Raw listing
■ ■ ■ ■
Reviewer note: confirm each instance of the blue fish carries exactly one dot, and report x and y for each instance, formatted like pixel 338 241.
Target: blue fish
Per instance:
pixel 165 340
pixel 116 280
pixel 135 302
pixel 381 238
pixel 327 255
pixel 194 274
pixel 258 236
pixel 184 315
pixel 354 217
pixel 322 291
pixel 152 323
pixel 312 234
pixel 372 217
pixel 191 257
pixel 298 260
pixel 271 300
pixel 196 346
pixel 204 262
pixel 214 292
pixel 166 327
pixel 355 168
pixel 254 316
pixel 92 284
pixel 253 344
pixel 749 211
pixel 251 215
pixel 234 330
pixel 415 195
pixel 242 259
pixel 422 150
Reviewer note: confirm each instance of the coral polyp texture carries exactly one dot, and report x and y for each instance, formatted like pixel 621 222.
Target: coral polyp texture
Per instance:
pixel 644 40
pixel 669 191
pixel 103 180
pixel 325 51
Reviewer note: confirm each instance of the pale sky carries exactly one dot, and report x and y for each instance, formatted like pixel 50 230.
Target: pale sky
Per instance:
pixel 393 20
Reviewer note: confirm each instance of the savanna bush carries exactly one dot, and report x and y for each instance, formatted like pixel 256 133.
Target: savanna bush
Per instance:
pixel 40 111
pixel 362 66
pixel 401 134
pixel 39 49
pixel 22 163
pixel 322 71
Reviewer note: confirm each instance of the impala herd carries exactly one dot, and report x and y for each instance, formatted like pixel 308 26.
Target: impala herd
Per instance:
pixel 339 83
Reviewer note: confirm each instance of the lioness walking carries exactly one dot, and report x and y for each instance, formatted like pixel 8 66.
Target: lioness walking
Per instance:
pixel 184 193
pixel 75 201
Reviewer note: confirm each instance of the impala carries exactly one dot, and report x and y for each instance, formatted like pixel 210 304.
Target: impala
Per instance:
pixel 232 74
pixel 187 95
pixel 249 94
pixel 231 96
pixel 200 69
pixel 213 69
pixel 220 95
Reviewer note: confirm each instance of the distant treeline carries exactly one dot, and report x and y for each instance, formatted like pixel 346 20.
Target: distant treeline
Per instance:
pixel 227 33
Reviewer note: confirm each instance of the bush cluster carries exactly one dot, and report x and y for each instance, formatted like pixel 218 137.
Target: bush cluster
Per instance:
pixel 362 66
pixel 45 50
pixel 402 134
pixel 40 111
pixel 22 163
■ ■ ■ ■
## TASK OBJECTIVE
Lay out as a numbered list the lines of the listing from its first line through the line containing "pixel 166 327", including both, and omit any blank lines.

## OUTPUT BELOW
1. Reviewer note: confirm each instance of the blue fish carries exactly one dot, and report x and y for each instance, formatted like pixel 338 241.
2. Target: blue fish
3. Per instance:
4. pixel 165 340
5. pixel 116 280
6. pixel 135 302
7. pixel 381 238
8. pixel 327 255
9. pixel 194 274
10. pixel 258 236
11. pixel 184 315
12. pixel 354 217
13. pixel 322 291
14. pixel 152 323
15. pixel 312 234
16. pixel 372 217
17. pixel 191 257
18. pixel 298 260
19. pixel 271 300
20. pixel 196 346
21. pixel 204 262
22. pixel 214 292
23. pixel 166 327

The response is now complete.